PASSAGE TO READ =
════
Keeping Us Guessing

An interesting, fun movie just came out in limited release (ugh! translate not in Phoenix), Room 237, exploring the many interpretations and even some far fetched conspiracy theories surrounding The Shining. The film makers drew on theories presented by various people who have amassed enormous archives of Shining interpretations. It’s unbelievable. Rob Ager is one example and is featured in Room 237: Rob Ager.

After watching a few Kubrick movies, which also includes 2001, I do agree he explores themes like imperialism and how it has led to a legacy of violence in human history. Room 237 covers those various theories, like references to Native American genocide and the Holocaust, but still much argument and discussion abounds as to what the movie is really about. To me, film critic for Salon.com, Andrew O’Heir summed it up well:

…this really is a story about a guy going crazy in a snowbound old hotel and turning on his wife and kid, but one that draws on the most troubling aspects of myth, history and psychoanalytic theory to create an overdetermined landscape of madness, one in which the viewer ultimately feels almost as disoriented as Jack, frozen in permanent rage at the heart of the labyrinth.

Interpretation aside, what I find compelling with Kubrick and his movies, or at least The Shining, is how he composes his scenes and populates his movies with lots of detail and symbols. The Shining contains so many references to Native American culture, genocide, symbols, it hard to argue he wasn’t making some kind of statement.

But even better are the flashes of straight out strangeness. The twin girls, the blood flowing out of the elevator, the (grimace) decayed old lady in Room 237. And what the heck is the deal with the guy in the bear suit? Creepy. Maybe that’s simply the point, and an explanation would ultimately ruin the impact of the scene. Some film directors explain too much and Kubrick often explained nothing. Room 237 does provide possible explanations for all of those scenes however.
════
ACTIONS TO TAKE =
A. Reproduce the passage of the post about Room 237 that starts at "Keeping Us Guessing" and ends at "237: Rob Ager.".
B. Write the next part of the post about Room 237, picking up right after its final sentence.

MATERIAL SHOWN =
════
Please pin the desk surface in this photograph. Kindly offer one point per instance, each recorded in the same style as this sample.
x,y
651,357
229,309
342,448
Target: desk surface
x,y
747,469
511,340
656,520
════
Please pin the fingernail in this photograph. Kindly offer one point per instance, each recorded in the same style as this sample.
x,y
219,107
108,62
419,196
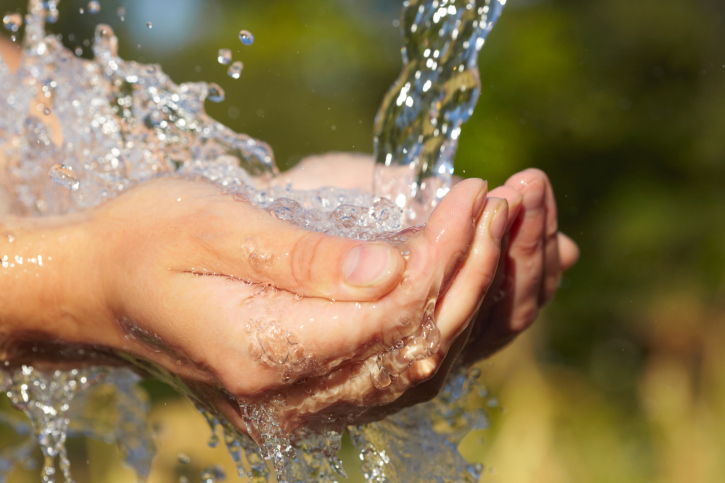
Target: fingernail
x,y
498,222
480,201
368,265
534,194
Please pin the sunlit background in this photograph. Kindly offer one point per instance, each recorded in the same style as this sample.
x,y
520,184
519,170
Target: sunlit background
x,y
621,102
════
YOUR RESPONSES =
A.
Keeping Us Guessing

An interesting, fun movie just came out in limited release (ugh! translate not in Phoenix), Room 237, exploring the many interpretations and even some far fetched conspiracy theories surrounding The Shining. The film makers drew on theories presented by various people who have amassed enormous archives of Shining interpretations. It’s unbelievable. Rob Ager is one example and is featured in Room 237: Rob Ager.

B.
I was writing a scene in my second book, where one of the bad guys was revealing some of his motivations, and I wavered between how much I needed to explain and decided to leave it vague.

Take the movie The Warriors. (Another one of my favorites) At the end, the leader of the Gramercy Riffs gang asks Luther, the leader of the Rogues, why he shot Cyrus. Luther answers simply, “No reason. I just like doing things like that.” He’s friggin’ nuts. We totally get that and we don’t need an exposition on the tragedy of his life.

Explaining too much can take away from the mystery and emotion behind certain aspects of the story. Some character behaviors should be left up to interpretation. Why is the bad guy bad? Was it childhood trauma? Socio-pathetic tendencies? Why did Jack Torrance try to hack up his wife and kid? We don’t know exactly. Was it cabin fever? Writer’s block? (OH, crap, no.) Or was it him perpetuating the endless cycle of violence due to imperialism? Kubrick doesn’t tell us and personally I don’t want him to. (Not that he could at this point.) It’s enough for me to see the scene with Jack talking to the previous caretaker, John Grady, in the bathroom, about correcting his wife and kid (yikes) and seeing him in the Forth of July ball picture from 1921 at the end. What what it all about? Kubrick keeps us all guessing, writing, and making movies about it to this day. If he would have explained everything, there wouldn’t be a Room 237.